-- Start RECORDED DATA --

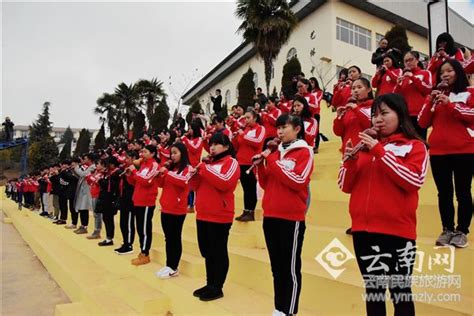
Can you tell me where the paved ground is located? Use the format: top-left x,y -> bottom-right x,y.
0,211 -> 70,316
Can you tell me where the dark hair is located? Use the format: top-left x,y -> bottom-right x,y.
189,120 -> 201,138
209,133 -> 235,157
351,77 -> 374,99
309,77 -> 321,90
293,95 -> 312,119
371,93 -> 425,143
170,142 -> 189,173
245,106 -> 260,124
433,59 -> 469,93
276,113 -> 305,139
347,65 -> 362,74
436,32 -> 456,56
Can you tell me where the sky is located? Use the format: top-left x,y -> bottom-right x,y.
0,0 -> 474,128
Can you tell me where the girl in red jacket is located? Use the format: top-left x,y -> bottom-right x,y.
232,107 -> 265,222
427,33 -> 464,87
293,95 -> 318,147
418,59 -> 474,248
156,143 -> 191,279
393,51 -> 431,139
256,114 -> 313,315
338,93 -> 428,315
127,145 -> 159,265
372,54 -> 402,96
190,133 -> 240,301
333,78 -> 373,151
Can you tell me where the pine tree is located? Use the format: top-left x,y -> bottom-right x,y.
237,68 -> 255,109
59,139 -> 72,161
74,128 -> 91,156
281,57 -> 301,98
59,126 -> 74,144
94,123 -> 105,150
28,102 -> 58,171
150,96 -> 170,132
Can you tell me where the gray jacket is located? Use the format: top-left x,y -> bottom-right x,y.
74,164 -> 95,212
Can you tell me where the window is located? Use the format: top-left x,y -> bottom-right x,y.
286,47 -> 298,61
336,18 -> 372,50
225,89 -> 230,105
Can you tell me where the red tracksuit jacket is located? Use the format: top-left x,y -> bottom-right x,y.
181,136 -> 204,167
257,139 -> 313,221
260,107 -> 281,138
372,67 -> 402,96
393,68 -> 431,116
418,87 -> 474,156
158,166 -> 191,215
232,124 -> 265,166
338,134 -> 428,239
190,155 -> 240,223
333,100 -> 373,152
127,158 -> 159,206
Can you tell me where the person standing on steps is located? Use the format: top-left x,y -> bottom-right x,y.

-- End RECORDED DATA --

Please reproduce all of the data above word for word, leaving out the pictures.

Can you tell me where the paved ground is located? Use the format: top-left x,y -> bottom-right x,y.
0,211 -> 70,316
Can you tell me where the dark hair is located? Use the format: top-left x,y -> bottom-right x,y.
189,120 -> 201,138
209,133 -> 235,157
351,77 -> 374,99
309,77 -> 321,90
293,95 -> 312,119
371,93 -> 425,143
170,142 -> 189,173
245,106 -> 260,124
433,59 -> 469,93
276,113 -> 305,139
347,65 -> 362,74
436,32 -> 456,56
Can you tell me where the sky is located? Use the format: top-left x,y -> bottom-right x,y.
0,0 -> 474,128
Can you tell me where the girl in red jacket is located? Use the format: top-left x,y -> bottom-right x,y.
232,107 -> 265,222
427,33 -> 464,87
293,95 -> 318,147
418,59 -> 474,248
156,143 -> 191,279
393,51 -> 431,139
256,114 -> 313,315
338,93 -> 428,315
127,145 -> 159,265
372,54 -> 402,96
190,133 -> 240,301
333,78 -> 373,151
Can you tell me where the pine tree is located? Use the format: top-left x,y -> bottom-right x,y.
237,68 -> 255,109
59,139 -> 72,161
74,128 -> 91,156
281,57 -> 301,98
59,126 -> 74,144
94,123 -> 105,150
28,102 -> 58,171
150,96 -> 170,132
Can you tell me where the gray jacket is located? Use the format: top-left x,y -> bottom-right x,y.
74,164 -> 95,212
Can you tell me where the window is located? Use the format: top-left x,y -> bottom-right x,y.
286,47 -> 298,61
336,18 -> 372,50
225,89 -> 230,105
Can you tell me where the red tracksuit jacket is located? Use the format: top-left x,y -> bottom-right x,y.
181,136 -> 204,167
257,139 -> 313,221
260,107 -> 281,138
372,67 -> 402,96
393,68 -> 431,116
418,87 -> 474,156
158,166 -> 191,215
232,124 -> 265,166
338,134 -> 428,239
190,155 -> 240,223
333,100 -> 373,152
127,158 -> 159,206
Can you tell me where the person standing on steps is located? Use the format: top-left x,y -> bottom-right x,y.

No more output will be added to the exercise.